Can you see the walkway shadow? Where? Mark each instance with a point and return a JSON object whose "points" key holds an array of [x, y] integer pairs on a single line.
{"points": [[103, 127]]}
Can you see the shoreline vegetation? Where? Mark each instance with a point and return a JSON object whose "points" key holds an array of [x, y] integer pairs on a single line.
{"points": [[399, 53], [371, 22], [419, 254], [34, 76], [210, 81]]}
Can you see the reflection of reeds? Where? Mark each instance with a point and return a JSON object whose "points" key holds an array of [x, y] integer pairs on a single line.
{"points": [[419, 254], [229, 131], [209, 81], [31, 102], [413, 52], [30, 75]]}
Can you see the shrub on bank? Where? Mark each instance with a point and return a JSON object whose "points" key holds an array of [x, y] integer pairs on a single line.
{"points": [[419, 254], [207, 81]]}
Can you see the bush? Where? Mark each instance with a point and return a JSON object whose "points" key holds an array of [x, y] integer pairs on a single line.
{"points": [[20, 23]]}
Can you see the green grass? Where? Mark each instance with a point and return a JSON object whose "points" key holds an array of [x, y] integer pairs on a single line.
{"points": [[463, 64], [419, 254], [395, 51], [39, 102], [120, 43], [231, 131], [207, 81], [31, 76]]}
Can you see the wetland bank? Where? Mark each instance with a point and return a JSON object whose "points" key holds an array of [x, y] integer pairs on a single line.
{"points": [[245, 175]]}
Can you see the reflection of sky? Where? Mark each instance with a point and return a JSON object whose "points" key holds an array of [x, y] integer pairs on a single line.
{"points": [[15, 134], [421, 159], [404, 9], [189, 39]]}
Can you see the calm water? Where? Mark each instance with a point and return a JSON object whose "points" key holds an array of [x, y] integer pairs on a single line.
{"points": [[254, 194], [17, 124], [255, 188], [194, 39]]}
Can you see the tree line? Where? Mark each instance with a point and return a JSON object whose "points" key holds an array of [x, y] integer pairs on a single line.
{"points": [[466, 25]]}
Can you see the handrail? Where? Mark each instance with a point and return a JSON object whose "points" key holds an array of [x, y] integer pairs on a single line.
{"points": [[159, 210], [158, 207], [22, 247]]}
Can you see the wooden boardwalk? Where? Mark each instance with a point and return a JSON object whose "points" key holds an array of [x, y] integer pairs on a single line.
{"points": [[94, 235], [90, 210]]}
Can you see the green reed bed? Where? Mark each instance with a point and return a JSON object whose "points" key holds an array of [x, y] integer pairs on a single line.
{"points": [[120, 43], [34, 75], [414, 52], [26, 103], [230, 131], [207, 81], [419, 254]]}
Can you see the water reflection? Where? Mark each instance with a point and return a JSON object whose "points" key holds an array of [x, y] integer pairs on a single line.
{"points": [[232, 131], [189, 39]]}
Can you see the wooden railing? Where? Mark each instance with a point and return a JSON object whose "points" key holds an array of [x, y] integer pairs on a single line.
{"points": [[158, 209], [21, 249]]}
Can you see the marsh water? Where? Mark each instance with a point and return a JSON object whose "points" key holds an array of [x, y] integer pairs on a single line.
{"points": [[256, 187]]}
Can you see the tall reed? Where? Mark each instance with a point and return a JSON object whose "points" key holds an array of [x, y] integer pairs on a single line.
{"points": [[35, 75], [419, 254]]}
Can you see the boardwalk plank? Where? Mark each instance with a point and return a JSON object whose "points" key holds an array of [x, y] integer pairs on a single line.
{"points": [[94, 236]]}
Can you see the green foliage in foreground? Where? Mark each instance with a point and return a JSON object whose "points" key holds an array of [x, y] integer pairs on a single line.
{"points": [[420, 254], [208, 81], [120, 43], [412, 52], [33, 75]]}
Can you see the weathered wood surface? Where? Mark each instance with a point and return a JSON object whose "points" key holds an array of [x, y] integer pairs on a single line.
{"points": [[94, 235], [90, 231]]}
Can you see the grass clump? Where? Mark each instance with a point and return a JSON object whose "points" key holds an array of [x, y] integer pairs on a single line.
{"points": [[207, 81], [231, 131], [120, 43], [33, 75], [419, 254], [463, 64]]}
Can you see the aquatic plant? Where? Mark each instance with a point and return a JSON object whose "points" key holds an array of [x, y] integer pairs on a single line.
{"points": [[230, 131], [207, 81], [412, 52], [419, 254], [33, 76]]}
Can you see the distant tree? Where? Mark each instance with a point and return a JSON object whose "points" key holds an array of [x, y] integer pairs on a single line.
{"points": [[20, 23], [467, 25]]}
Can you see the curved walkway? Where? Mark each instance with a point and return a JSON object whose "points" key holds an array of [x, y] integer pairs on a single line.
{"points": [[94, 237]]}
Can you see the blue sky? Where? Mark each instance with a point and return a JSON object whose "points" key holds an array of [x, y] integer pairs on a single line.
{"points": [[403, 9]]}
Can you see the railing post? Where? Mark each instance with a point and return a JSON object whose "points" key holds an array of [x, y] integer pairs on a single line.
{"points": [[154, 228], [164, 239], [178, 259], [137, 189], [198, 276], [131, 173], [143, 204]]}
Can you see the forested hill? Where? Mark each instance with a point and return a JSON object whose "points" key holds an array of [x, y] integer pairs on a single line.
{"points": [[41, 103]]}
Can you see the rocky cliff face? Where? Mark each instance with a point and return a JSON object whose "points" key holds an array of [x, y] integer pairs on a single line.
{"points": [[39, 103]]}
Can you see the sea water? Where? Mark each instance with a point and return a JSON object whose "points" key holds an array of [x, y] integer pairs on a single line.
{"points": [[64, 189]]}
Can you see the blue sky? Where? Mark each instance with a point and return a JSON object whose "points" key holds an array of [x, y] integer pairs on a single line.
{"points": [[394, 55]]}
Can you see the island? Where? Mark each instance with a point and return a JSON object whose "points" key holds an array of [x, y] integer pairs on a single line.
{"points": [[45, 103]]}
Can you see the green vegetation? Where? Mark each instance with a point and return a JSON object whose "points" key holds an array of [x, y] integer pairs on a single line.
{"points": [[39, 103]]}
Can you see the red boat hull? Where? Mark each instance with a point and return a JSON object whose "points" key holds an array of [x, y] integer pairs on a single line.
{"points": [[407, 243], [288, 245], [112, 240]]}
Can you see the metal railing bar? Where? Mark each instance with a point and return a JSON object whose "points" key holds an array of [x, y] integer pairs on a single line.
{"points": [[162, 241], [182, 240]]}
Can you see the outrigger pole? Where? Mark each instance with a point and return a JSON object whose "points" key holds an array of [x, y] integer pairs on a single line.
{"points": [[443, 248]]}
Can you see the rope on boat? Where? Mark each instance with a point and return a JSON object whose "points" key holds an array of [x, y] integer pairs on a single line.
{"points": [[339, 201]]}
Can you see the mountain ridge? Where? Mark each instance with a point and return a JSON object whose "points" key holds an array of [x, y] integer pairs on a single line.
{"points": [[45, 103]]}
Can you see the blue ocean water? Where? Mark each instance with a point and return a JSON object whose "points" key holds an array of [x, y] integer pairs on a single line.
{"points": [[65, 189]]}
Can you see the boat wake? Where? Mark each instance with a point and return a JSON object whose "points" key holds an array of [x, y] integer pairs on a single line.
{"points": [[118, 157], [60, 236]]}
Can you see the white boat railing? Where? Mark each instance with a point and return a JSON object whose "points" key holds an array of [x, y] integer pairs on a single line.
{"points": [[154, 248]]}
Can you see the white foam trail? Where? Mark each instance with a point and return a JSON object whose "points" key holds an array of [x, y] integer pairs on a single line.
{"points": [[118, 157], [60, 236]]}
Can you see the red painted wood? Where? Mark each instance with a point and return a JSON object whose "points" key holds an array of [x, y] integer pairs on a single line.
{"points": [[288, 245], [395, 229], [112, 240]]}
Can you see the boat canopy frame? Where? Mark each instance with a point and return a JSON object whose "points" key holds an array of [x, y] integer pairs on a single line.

= = = = = = =

| WHAT YOU WILL DO |
Return every entry verbatim.

| ANSWER TO THE PROBLEM |
Can you see the walkway shadow? Where? Mark each instance with a point and return a JSON object whose "points" key holds an array of [x, y] integer pairs on a single line.
{"points": [[103, 127]]}
Can you see the shoreline vegetation? Where? Mark each instance with a point and return a JSON object whose "points" key holds an array of [x, y] integer pairs on a single line.
{"points": [[399, 53], [371, 22], [419, 254], [34, 76], [210, 81]]}
Can you see the reflection of reeds? Where? Mark each instance with a point and return a JSON object whose "points" key holds an array of [x, y] integer pairs on a single line.
{"points": [[419, 254], [229, 131], [209, 81], [31, 102], [413, 52], [30, 75]]}
Can you see the shrub on bank? Where? Mark each instance with a point and return a JSON object whose "points" key holds an array of [x, y] integer pairs on a single line.
{"points": [[419, 254], [207, 81]]}
Can you see the bush? Where? Mark each instance with a point and return a JSON object whose "points" key holds an array of [x, y] integer pairs on a single line.
{"points": [[20, 23]]}
Can you see the green grass? Where? Mark each instance with a point and return a JSON object whose "points" key holds an array of [x, y] integer pairs on a single line.
{"points": [[463, 64], [419, 254], [395, 51], [39, 102], [120, 43], [231, 131], [207, 81], [31, 76]]}
Can you see the wetland bank? Where? Mark each instance with a point and return a JSON object whose "points" key holds an array of [x, y] integer pairs on a single line.
{"points": [[245, 175]]}
Can you see the reflection of sky? Where? Mark each instance with a point and return a JSON object whose "points" key holds an array of [x, y] integer pairs on a single line.
{"points": [[15, 134], [421, 159], [404, 9], [189, 39]]}
Can you see the calm water? Where? Mark each instance with a point and return a JSON object whose "points" key holds an array of [x, y] integer pairs on a single line.
{"points": [[254, 194], [17, 124], [255, 188], [194, 39]]}
Can you see the tree line? Where? Mark each instance with a point and return a JSON object whose "points" key holds an array of [x, y] integer pairs on a single line.
{"points": [[466, 25]]}
Can you see the handrail? Where? Mark each instance with a point and return a JSON object whose "points" key holds an array of [x, y] integer pairs on a single line.
{"points": [[159, 210], [158, 207], [22, 247]]}
Can you see the wooden boardwalk? Where? Mark each instance with a point and return a JSON object whose "points" key holds an array of [x, y] integer pairs on a single line.
{"points": [[94, 235], [90, 210]]}
Can you see the green reed bed? Where? Mark each instance with a point and return a JSON object whose "points" key holds an array of [x, y] integer pairs on a single line.
{"points": [[120, 43], [34, 75], [414, 52], [26, 103], [230, 131], [207, 81], [419, 254]]}
Can you see the water reflection? Where? Mark each instance with a point and return a JSON object whose "points" key holds an array of [x, y] integer pairs on a single line.
{"points": [[232, 131], [189, 39]]}
Can you see the wooden railing? Where? Mark each instance with a point and return a JSON object whose "points" key holds an array of [x, y] integer pairs on a single line.
{"points": [[158, 209], [21, 249]]}
Can you see the marsh water? Where? Mark each instance with a point and return a JSON object whose "points" key holds an array of [x, y] integer pairs on a single line.
{"points": [[256, 187]]}
Can you see the tall reed? Where? Mark each instance with a point and return a JSON object whose "points" key holds an array of [x, y] integer pairs on a single line.
{"points": [[35, 75], [419, 254]]}
Can you see the boardwalk plank? Where? Mark each instance with a point and return a JSON object whose "points" key holds an array of [x, y] integer pairs on a single line.
{"points": [[94, 236]]}
Can you see the green foliage in foreground? Where? Mark each instance with a point and return a JSON object whose "points" key holds an array of [x, y] integer pairs on a single line.
{"points": [[420, 254], [208, 81], [120, 43], [412, 52], [33, 75]]}
Can you see the weathered wood surface? Where? Mark each instance with a point and return a JSON object whose "points" key holds an array of [x, y] integer pairs on a single line.
{"points": [[94, 235], [90, 231]]}
Can you see the grass clump? Where? Mark each instance with a point and return a JSON object whose "points" key holds an array of [x, y] integer pairs on a single line.
{"points": [[207, 81], [231, 131], [120, 43], [33, 75], [419, 254], [463, 64]]}
Can you see the aquatic plant? Where? Mark each instance with a point and return a JSON object whose "points" key holds an array of [x, y] integer pairs on a single line.
{"points": [[230, 131], [207, 81], [412, 52], [419, 254], [33, 76]]}
Can you see the distant tree? Where? Mark each instance with a point and return a JSON object whose "points" key holds an array of [x, y] integer pairs on a single line.
{"points": [[20, 23], [467, 25]]}
Can you see the curved walkway? Where? Mark each instance with a point and return a JSON object whose "points" key holds an array of [x, y] integer pairs on a single line.
{"points": [[94, 237]]}
Can you see the blue sky? Where? Mark each instance with a point and return a JSON object whose "points" key holds an array of [x, y] integer pairs on a single line.
{"points": [[403, 9]]}
Can you see the railing post? Where? Mark each instance with a point and return a JSON object whose "points" key holds an array of [x, y] integer pairs on a single line.
{"points": [[154, 228], [164, 239], [178, 259], [137, 189], [198, 276], [131, 173], [143, 204]]}
Can you see the forested hill? Where? Mark each instance with a point and return a JSON object whose "points" key holds an array of [x, y] integer pairs on a single line.
{"points": [[41, 103]]}
Can you see the rocky cliff face? Where? Mark each instance with a point and return a JSON object whose "points" key holds an array of [x, y] integer pairs on a single line.
{"points": [[39, 103]]}
Can you see the sea water? Where? Mark each instance with a point and return a JSON object whose "points" key holds an array of [x, y] integer pairs on a single line.
{"points": [[64, 189]]}
Can you see the blue sky? Where? Mark each instance with a point and return a JSON object whose "points" key holds an array of [x, y] integer pairs on a single line.
{"points": [[394, 55]]}
Can you see the island? Where? Mark each instance with a point and return a JSON object whose "points" key holds an array of [x, y] integer pairs on a single line.
{"points": [[45, 103]]}
Can you see the green vegetation? Where? Mark each instance with a point and return a JSON object whose "points" key holds an array of [x, y] integer pairs on a single line.
{"points": [[39, 103]]}
Can you see the red boat hull? Where? Mark each instance with a point and return a JSON object whose "points" key holds an array of [x, y] integer pairs on a single line.
{"points": [[407, 243], [288, 245], [112, 240]]}
Can you see the metal railing bar? Where? Mark each instance with a point and return a JSON object whose "points" key holds an array of [x, y] integer pairs on a single line.
{"points": [[162, 241], [182, 240]]}
Can you see the outrigger pole? Where? Mark each instance with a point and return a JSON object whose "points" key holds an array of [x, y] integer pairs on a single line.
{"points": [[443, 248]]}
Can you see the rope on boat? Where? Mark each instance with a point and return a JSON object whose "points" key holds an array of [x, y] integer pairs on a single line.
{"points": [[339, 201]]}
Can you see the mountain ridge? Where? Mark each instance with a point and return a JSON object whose "points" key holds an array of [x, y] integer pairs on a single line.
{"points": [[45, 103]]}
Can you see the blue ocean water? Where? Mark each instance with a point and return a JSON object whose "points" key holds an array of [x, y] integer pairs on a single line.
{"points": [[65, 189]]}
Can you see the boat wake? Where? Mark each instance with a point and return a JSON object whose "points" key holds an array of [x, y] integer pairs on a single line.
{"points": [[118, 157], [60, 236]]}
Can you see the white boat railing? Where? Mark each instance with a point and return a JSON object whose "points" key holds an array of [x, y] integer pairs on a single line.
{"points": [[154, 248]]}
Can you see the white foam trail? Where? Mark each instance with a point and return a JSON object whose "points" key holds an array of [x, y] integer pairs on a single line.
{"points": [[118, 157], [60, 236]]}
Can you see the red painted wood? Where? Mark each instance with a point and return a JSON object whose "points" key holds an array of [x, y] integer pairs on a single line.
{"points": [[288, 245], [395, 229], [112, 240]]}
Can you see the boat canopy frame? Where? Mark each instance with a point and return a JSON object whose "points" key holds an array of [x, y] integer pairs on a single line.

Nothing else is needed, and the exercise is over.